(Raw records)
┄┄┄┄┄┄
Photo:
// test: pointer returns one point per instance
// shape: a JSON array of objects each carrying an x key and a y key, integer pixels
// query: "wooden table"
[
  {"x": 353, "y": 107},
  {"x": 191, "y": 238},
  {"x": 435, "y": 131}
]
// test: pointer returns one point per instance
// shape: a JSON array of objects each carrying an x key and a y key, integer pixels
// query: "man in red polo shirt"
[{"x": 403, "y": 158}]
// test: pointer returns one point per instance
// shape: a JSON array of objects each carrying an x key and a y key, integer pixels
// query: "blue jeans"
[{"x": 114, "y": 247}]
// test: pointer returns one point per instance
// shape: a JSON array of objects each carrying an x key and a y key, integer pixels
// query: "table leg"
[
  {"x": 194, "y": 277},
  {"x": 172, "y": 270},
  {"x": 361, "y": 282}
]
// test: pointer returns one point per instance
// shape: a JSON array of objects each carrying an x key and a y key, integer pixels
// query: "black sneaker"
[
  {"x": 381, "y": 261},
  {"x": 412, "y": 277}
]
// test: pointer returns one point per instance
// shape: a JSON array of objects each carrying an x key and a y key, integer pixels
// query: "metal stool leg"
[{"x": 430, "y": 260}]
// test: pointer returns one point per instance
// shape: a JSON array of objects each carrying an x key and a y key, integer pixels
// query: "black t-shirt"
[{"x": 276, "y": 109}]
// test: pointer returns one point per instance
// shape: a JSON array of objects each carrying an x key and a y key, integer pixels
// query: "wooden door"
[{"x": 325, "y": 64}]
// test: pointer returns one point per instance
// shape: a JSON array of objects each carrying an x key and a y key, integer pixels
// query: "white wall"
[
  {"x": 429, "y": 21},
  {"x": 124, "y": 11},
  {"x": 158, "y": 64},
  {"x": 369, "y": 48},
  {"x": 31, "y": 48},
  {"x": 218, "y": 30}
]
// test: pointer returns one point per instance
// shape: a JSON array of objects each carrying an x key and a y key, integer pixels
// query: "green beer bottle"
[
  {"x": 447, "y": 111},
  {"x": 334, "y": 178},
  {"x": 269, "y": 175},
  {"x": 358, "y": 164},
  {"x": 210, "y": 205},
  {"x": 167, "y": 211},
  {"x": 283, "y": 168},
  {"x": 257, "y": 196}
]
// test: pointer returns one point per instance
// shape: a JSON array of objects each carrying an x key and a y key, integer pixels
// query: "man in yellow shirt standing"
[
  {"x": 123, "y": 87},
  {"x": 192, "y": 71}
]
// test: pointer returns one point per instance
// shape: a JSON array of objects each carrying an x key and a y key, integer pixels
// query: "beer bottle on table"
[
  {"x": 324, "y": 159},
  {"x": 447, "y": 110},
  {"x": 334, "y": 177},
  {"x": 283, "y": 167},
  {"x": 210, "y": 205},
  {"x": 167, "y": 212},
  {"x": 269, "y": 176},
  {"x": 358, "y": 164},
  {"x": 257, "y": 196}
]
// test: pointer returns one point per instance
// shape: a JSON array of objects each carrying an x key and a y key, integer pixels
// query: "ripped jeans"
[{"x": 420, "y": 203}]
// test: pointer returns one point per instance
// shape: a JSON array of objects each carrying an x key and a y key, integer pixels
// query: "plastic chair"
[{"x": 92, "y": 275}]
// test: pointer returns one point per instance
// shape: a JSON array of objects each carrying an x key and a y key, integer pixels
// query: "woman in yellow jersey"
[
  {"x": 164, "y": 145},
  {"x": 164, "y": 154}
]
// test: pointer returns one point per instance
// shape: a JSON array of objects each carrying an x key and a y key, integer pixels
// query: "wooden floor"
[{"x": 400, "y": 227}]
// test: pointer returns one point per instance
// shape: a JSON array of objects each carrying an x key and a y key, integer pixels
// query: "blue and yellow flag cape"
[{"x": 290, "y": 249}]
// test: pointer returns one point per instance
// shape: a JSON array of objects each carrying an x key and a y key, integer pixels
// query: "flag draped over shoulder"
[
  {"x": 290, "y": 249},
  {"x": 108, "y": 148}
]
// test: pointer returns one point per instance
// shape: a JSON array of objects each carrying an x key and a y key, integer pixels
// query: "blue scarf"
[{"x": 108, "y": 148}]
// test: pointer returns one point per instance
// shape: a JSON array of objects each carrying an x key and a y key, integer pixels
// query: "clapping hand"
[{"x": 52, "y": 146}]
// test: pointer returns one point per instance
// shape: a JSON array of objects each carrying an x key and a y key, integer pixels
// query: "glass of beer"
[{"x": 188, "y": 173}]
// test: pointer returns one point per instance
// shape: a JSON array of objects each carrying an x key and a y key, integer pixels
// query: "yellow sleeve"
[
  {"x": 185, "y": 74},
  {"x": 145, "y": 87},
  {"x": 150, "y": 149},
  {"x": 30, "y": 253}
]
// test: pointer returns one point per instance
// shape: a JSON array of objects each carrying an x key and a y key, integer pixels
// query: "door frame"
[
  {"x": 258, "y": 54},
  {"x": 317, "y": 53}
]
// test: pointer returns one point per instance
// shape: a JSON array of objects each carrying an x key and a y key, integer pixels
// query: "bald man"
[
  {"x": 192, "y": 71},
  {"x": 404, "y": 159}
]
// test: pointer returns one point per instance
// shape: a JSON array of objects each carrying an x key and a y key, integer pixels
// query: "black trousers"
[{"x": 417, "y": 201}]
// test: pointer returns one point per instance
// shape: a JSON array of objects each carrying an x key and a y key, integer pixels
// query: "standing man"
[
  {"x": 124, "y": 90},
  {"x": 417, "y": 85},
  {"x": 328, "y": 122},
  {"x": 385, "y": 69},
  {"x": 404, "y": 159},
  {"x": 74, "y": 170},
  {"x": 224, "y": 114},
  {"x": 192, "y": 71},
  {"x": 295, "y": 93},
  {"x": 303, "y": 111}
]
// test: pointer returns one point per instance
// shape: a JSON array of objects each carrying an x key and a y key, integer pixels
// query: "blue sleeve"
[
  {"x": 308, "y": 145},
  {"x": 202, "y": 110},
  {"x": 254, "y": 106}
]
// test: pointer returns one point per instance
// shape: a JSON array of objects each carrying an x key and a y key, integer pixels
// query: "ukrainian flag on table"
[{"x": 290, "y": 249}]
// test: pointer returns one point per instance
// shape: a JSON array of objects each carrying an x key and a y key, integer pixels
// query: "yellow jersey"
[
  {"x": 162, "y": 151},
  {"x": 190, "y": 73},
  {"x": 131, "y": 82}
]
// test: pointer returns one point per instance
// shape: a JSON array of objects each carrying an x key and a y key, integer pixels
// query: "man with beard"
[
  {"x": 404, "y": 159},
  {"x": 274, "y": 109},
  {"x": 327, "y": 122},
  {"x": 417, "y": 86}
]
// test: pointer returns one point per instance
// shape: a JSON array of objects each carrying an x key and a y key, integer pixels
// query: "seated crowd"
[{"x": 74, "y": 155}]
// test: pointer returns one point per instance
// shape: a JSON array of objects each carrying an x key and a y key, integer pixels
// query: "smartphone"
┄┄┄┄┄┄
Task directions >> Which lines of the material above contain the string "standing", matched with case counting? Extract each of those lines in full.

Expected answer >>
// query: "man in yellow shirt standing"
// query: "standing man"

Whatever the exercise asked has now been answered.